● **WHAT THE TASK ASKS**:
Can you write out all of the material below, word for word?
:: DATASET ENTRIES ::
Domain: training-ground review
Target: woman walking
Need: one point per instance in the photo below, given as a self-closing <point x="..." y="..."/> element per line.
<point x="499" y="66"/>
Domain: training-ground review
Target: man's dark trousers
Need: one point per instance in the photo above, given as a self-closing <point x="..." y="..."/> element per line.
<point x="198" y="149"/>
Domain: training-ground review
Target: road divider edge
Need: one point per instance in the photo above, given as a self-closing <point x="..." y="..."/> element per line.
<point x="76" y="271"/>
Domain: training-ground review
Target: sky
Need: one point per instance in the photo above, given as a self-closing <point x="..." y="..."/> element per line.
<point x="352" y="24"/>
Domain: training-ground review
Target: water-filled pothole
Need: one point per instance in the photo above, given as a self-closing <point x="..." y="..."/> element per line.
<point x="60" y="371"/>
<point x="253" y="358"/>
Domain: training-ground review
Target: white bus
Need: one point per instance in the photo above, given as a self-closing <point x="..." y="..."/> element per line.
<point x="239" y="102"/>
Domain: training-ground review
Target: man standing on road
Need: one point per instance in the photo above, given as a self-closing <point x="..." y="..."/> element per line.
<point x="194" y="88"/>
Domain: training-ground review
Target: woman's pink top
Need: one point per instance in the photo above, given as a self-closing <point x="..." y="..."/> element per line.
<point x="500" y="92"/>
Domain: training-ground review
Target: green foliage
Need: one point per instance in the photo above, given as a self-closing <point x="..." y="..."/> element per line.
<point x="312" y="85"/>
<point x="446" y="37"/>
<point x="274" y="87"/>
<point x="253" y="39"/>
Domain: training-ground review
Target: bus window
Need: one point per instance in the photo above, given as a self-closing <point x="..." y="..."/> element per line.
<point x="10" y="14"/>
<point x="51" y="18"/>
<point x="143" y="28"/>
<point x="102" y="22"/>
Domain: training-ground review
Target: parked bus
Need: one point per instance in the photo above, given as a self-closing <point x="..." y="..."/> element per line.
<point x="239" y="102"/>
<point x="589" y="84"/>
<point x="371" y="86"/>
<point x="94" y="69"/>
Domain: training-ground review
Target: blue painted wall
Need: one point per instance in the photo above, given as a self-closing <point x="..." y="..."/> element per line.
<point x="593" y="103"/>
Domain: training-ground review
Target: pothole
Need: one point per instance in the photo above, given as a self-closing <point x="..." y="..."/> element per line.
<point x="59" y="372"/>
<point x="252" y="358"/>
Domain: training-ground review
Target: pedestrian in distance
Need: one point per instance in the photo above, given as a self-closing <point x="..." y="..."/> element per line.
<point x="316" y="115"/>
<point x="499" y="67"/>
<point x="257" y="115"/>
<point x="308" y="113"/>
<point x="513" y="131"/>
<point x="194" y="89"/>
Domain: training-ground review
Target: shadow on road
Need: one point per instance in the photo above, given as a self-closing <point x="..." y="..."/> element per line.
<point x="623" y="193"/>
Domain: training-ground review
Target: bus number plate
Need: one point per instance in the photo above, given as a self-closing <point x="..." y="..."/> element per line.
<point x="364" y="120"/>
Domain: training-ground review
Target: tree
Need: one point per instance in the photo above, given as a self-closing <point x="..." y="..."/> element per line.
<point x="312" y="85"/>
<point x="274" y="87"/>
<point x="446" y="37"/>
:::
● **CORRECT OUTPUT**:
Domain: training-ground review
Target: woman walking
Need: one point per instance in the photo below, given as a self-closing <point x="..." y="..."/> element per line.
<point x="499" y="66"/>
Domain: training-ground review
Target: man's dark trousers
Need: one point per instance in the photo above, given as a self-closing <point x="..." y="..."/> element per line.
<point x="198" y="149"/>
Domain: training-ground review
Target: road divider edge
Need: one point per instance in the photo above, given as a self-closing <point x="..." y="..."/> element per line.
<point x="76" y="271"/>
Domain: training-ground review
Target: sky
Need: one point per instance in the photo above, given as a self-closing <point x="..." y="..."/> element per line.
<point x="352" y="24"/>
Domain: training-ground review
Target: water-filled pothole
Need: one point per instance in the photo above, given as a self-closing <point x="..." y="..."/> element per line.
<point x="60" y="371"/>
<point x="253" y="358"/>
Domain: training-ground review
Target: white bus
Need: one point per instance in the photo above, given as a self-closing <point x="..." y="..."/> element per line.
<point x="239" y="102"/>
Domain: training-ground review
Target: man standing on road
Need: one point per instance in the photo above, given as a self-closing <point x="..." y="..."/> element per line.
<point x="194" y="88"/>
Domain: training-ground review
Target: woman's pink top
Need: one point per instance in the photo above, given as a self-closing <point x="..." y="..."/> element per line.
<point x="500" y="92"/>
Domain: training-ground review
Target: green foliage
Need: one point per instance in the photo above, given as a self-closing <point x="..." y="..."/> element per line.
<point x="312" y="85"/>
<point x="446" y="37"/>
<point x="274" y="87"/>
<point x="253" y="39"/>
Domain: training-ground review
Target: bus window
Need: one point per instance in the photo above, given as a self-closing <point x="..." y="..."/> element per line.
<point x="10" y="14"/>
<point x="51" y="18"/>
<point x="143" y="28"/>
<point x="102" y="22"/>
Domain: training-ground review
Target: parked bus
Need: one point per instance in the photo above, given as a self-closing <point x="..." y="..."/> element per line.
<point x="239" y="102"/>
<point x="589" y="84"/>
<point x="371" y="86"/>
<point x="94" y="69"/>
Domain: training-ground review
Target: blue painted wall
Need: one point per instance in the photo above, given as a self-closing <point x="..." y="..."/> element per line.
<point x="593" y="103"/>
Domain: training-ground review
Target: pothole
Need: one point per instance in the photo above, given as a self-closing <point x="..." y="..."/> element per line.
<point x="59" y="372"/>
<point x="252" y="358"/>
Domain: training-ground review
Target: pedestrian in distance
Need: one point per instance in the photo above, given as a self-closing <point x="..." y="..."/> element per line.
<point x="316" y="115"/>
<point x="499" y="67"/>
<point x="257" y="115"/>
<point x="308" y="113"/>
<point x="513" y="131"/>
<point x="194" y="89"/>
Domain: training-ground review
Target: shadow on road
Need: one point per instance in the photo above, given as a self-closing <point x="..." y="..."/> element per line.
<point x="623" y="193"/>
Domain: training-ground review
Target: bus number plate
Need: one point per instance in the photo above, given as a self-closing <point x="..." y="..."/> element per line.
<point x="364" y="120"/>
Domain: training-ground review
Target: tree
Need: one point per instance in the photo above, given as a self-closing <point x="..." y="..."/> element per line.
<point x="312" y="85"/>
<point x="274" y="87"/>
<point x="446" y="37"/>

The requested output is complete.